◆ The exercise ◆
What is needed is an exact repeat of the lines from the line containing "Could you indicate the sunlight" through the final line of the entries below, and nothing else.

◆ Records for this exercise ◆
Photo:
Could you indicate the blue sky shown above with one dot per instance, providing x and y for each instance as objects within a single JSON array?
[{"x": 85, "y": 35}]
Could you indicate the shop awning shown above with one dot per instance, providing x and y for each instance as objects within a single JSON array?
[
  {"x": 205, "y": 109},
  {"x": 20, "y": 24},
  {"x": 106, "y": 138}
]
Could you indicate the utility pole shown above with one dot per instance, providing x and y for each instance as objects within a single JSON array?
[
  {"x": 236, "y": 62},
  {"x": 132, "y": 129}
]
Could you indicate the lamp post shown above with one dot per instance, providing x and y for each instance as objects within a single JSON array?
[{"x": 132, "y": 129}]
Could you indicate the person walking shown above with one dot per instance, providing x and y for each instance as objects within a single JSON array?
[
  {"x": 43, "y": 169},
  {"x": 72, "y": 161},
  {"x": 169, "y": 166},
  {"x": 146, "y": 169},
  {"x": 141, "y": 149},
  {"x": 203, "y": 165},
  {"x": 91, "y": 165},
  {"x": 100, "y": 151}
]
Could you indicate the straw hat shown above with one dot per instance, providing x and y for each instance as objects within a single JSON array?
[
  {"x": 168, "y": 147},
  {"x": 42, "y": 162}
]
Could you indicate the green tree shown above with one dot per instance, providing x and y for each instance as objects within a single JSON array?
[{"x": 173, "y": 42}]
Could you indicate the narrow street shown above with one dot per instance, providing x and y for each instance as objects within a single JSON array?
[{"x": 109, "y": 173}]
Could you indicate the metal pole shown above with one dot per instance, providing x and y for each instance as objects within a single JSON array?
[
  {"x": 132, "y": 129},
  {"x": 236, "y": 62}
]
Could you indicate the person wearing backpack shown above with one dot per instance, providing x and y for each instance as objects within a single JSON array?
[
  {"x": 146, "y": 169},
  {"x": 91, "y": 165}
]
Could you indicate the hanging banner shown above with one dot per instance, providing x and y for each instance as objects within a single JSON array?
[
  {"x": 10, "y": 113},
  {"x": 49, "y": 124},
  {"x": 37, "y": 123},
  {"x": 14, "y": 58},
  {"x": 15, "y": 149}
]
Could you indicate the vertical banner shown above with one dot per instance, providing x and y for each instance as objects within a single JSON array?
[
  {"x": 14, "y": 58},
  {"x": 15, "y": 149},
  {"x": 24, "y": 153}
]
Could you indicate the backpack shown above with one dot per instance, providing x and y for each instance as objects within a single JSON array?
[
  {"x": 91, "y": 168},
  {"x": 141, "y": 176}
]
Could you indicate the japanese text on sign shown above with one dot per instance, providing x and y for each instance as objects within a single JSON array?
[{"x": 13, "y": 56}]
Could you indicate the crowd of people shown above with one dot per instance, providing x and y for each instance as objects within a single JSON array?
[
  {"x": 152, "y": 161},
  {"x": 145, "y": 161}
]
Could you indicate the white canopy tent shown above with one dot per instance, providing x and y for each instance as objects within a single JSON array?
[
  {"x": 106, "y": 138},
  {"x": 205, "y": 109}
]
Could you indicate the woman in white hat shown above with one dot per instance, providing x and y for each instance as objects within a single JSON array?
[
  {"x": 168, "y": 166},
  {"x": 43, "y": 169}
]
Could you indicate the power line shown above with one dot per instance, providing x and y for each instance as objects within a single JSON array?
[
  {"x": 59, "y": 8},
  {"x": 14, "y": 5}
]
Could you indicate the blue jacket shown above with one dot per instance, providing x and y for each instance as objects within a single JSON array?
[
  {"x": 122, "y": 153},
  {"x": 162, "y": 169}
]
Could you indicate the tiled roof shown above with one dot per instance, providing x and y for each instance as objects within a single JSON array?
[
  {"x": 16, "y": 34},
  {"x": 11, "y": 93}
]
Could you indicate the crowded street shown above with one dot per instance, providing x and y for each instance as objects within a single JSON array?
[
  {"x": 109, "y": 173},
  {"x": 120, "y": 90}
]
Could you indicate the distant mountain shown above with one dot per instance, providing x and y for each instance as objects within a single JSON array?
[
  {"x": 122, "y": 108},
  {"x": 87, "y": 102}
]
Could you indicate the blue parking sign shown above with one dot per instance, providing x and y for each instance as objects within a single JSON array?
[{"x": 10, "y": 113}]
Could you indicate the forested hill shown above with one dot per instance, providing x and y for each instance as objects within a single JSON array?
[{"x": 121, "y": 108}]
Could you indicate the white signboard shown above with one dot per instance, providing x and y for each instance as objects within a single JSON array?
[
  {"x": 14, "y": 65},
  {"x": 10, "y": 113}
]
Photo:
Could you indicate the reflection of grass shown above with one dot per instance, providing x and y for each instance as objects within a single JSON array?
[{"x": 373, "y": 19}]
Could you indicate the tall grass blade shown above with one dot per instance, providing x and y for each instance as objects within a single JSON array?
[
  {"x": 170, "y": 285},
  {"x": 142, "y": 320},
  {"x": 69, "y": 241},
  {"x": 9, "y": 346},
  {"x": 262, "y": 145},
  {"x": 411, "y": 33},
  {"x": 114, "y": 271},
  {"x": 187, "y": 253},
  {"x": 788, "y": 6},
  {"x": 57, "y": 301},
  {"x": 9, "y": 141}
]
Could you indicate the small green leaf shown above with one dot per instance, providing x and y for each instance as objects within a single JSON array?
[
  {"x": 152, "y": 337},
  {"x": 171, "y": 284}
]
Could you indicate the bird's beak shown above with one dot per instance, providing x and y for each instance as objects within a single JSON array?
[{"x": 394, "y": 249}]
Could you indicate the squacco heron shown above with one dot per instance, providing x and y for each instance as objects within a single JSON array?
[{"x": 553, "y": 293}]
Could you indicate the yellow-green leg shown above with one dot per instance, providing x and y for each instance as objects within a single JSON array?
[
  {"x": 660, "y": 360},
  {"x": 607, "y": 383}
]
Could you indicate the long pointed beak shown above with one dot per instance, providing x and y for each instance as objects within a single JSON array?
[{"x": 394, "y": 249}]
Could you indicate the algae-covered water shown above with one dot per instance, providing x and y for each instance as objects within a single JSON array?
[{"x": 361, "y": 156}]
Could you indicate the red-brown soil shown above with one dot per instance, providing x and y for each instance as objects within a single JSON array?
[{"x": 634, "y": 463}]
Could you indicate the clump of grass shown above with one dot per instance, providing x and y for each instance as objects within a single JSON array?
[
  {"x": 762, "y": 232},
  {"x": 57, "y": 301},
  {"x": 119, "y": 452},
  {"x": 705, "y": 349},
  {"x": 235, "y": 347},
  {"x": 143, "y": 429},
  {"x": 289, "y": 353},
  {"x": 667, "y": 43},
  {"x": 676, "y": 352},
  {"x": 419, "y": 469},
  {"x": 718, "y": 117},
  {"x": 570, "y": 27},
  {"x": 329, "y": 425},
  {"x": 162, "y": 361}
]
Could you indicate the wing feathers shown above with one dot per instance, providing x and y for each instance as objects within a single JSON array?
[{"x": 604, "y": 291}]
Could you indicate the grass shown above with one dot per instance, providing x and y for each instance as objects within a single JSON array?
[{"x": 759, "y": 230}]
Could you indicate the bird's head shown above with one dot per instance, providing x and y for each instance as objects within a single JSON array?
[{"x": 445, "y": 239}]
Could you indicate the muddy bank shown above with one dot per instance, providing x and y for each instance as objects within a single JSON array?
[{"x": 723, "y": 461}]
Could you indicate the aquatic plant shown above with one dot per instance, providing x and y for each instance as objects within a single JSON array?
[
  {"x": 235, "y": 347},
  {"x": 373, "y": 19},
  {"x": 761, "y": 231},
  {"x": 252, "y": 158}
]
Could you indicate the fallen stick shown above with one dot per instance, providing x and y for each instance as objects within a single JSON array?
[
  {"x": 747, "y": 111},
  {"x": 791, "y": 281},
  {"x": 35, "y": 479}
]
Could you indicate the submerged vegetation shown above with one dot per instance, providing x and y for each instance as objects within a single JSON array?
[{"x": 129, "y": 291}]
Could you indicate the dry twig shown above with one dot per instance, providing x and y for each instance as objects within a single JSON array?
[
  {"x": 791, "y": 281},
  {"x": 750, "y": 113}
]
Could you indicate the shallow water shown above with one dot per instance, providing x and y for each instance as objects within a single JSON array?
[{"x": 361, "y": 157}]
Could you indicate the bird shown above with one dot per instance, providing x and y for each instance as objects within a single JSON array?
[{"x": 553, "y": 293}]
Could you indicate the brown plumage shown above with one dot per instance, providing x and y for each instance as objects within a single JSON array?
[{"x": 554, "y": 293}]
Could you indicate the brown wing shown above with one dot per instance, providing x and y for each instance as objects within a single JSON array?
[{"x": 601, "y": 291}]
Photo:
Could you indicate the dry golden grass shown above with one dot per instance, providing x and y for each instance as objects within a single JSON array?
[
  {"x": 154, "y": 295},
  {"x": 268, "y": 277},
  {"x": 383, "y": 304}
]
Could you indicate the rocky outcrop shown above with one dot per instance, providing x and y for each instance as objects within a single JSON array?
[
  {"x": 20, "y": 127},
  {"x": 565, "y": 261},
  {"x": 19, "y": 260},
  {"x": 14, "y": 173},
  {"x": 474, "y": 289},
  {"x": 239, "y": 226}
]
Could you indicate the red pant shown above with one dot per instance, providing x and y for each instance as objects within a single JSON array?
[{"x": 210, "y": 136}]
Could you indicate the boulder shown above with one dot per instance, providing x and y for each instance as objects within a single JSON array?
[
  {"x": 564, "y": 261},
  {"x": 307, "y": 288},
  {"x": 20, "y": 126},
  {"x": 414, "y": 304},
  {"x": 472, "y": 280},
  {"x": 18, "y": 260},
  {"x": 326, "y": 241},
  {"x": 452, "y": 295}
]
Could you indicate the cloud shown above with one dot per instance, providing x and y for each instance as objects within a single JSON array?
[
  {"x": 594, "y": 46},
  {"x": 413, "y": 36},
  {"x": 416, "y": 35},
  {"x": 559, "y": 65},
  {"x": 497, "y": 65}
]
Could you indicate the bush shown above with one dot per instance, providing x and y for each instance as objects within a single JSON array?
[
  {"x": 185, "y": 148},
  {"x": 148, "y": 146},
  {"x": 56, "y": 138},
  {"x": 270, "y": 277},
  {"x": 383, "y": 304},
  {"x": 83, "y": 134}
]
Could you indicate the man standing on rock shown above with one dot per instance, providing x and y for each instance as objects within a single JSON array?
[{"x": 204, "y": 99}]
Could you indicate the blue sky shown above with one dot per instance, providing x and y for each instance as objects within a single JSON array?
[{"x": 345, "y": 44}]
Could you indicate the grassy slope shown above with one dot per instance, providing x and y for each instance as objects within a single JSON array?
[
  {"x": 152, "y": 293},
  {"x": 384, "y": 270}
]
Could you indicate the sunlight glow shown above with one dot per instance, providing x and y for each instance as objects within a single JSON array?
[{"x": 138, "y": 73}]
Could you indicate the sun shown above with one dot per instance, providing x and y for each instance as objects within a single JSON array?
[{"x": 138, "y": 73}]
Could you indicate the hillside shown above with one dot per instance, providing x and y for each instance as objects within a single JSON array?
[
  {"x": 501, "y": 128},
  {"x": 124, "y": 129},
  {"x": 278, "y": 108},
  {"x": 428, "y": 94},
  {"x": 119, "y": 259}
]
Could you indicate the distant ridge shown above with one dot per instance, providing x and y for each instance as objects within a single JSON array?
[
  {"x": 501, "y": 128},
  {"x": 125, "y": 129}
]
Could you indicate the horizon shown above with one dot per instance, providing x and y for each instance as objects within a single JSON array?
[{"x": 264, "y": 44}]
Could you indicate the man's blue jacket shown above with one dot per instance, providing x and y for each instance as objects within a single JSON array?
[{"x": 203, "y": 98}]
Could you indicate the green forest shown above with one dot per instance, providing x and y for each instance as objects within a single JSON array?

◆ Task output ◆
Could you indicate the sunlight glow shown above with one dot per instance, providing x and y for each instance as objects within a single JSON array?
[{"x": 138, "y": 73}]
Could you indicate the sun shown above with one dot per instance, providing x and y for each instance as objects within a single JSON array?
[{"x": 138, "y": 73}]
Could you indicate the hillside shown above with one dot per instance, providing x and y for each instance as objects within a single JSON array?
[
  {"x": 501, "y": 128},
  {"x": 124, "y": 129},
  {"x": 278, "y": 108},
  {"x": 428, "y": 94},
  {"x": 119, "y": 259}
]
Could you indicate the distant ridge shown above with one dot per instance, providing x and y for each instance as objects within a single JSON array?
[
  {"x": 501, "y": 128},
  {"x": 125, "y": 129}
]
Could you indicate the horizon shown above with one dot per instance, providing x and y for each instance as objects within a single JSON array?
[{"x": 264, "y": 44}]
Could you indicate the man's blue jacket shown above with one dot per instance, providing x and y for each instance as objects within a single JSON array?
[{"x": 203, "y": 98}]
Could you indicate the green forest shown above with one dot per instance, providing x and y for each instance as objects within a single JSON array?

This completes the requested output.